(Rows taken from a dataset)
##########

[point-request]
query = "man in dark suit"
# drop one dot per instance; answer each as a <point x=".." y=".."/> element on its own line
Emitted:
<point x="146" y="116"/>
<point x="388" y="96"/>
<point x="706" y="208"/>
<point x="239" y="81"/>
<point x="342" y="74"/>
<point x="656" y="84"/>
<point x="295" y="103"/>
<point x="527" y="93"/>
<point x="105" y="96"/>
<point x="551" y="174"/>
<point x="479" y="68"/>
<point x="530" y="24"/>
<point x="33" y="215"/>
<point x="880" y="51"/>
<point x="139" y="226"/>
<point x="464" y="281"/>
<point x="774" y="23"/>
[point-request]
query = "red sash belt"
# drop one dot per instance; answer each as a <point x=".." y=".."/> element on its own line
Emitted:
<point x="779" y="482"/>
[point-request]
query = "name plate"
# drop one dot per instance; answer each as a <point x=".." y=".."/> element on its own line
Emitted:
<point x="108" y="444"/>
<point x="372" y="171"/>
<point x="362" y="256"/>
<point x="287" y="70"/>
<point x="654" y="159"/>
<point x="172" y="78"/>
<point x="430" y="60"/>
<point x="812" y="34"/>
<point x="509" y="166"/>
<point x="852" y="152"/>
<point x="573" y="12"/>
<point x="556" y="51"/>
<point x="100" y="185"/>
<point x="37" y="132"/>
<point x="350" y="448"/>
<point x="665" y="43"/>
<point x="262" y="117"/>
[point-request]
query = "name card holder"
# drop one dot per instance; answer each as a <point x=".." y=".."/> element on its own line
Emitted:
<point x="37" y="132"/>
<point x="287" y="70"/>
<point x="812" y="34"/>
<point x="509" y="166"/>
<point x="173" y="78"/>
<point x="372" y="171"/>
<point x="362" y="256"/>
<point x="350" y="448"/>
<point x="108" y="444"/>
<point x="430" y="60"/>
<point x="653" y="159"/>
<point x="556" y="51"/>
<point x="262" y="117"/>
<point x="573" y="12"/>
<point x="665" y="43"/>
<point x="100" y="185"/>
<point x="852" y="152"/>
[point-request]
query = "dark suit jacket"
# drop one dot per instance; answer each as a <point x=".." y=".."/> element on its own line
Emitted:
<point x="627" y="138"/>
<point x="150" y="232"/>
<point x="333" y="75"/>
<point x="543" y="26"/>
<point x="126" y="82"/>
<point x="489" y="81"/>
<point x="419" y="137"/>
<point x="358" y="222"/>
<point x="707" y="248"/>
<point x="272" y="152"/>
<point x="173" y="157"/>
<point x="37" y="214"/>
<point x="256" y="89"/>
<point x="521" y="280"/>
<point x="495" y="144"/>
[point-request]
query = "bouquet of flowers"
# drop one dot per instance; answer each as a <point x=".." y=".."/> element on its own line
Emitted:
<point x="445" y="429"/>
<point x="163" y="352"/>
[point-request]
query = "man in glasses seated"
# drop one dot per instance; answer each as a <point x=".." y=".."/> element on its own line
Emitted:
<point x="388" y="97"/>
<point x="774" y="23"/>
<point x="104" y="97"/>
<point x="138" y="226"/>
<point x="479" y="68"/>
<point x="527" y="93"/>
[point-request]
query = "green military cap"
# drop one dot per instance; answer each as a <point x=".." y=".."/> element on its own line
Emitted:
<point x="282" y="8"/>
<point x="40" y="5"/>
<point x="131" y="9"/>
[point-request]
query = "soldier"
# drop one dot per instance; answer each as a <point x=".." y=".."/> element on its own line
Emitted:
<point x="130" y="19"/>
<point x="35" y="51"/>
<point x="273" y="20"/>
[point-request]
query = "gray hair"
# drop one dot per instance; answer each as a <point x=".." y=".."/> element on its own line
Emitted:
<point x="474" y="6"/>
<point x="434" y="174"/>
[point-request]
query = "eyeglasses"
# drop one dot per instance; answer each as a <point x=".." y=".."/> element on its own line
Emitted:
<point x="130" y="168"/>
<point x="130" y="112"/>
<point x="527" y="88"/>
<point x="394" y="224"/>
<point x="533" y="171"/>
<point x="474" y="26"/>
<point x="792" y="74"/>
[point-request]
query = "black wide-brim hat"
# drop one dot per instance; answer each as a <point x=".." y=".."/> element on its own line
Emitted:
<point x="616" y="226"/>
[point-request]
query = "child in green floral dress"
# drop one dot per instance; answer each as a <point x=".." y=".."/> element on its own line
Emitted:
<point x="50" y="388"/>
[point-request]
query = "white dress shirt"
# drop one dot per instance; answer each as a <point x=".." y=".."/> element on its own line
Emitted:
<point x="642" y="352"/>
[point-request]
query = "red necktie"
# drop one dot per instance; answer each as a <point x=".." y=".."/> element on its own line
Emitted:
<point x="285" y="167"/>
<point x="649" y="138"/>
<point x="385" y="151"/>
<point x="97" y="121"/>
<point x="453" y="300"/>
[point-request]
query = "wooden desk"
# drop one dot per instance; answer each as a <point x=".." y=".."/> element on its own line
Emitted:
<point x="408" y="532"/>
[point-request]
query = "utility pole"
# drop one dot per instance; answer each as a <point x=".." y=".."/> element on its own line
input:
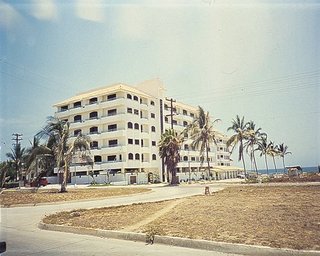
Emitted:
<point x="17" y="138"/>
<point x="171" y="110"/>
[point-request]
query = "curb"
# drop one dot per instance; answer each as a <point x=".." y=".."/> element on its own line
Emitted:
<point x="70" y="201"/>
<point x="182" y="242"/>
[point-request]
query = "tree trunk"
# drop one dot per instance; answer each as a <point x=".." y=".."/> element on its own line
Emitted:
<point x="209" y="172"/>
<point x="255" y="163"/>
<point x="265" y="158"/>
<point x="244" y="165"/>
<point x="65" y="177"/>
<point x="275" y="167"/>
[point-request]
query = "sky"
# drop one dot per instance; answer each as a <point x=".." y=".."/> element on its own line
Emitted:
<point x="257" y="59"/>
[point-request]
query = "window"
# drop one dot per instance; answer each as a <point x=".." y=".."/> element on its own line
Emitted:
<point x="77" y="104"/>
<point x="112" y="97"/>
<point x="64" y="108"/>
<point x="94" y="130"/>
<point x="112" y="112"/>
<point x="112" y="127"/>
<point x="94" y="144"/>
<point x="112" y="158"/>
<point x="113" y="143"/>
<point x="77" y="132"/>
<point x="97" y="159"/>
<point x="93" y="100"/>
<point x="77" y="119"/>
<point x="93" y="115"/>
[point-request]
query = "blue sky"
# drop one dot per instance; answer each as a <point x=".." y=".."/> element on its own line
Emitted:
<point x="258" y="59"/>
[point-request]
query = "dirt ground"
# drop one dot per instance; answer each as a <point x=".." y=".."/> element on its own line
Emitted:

##########

- [THE TASK]
Pull out every line of the entries above that contains the string "suit", and copy each of those lines in full. Matching is case-sensitive.

- [WRITTEN ANSWER]
query = "man in dark suit"
query = "dark suit jacket"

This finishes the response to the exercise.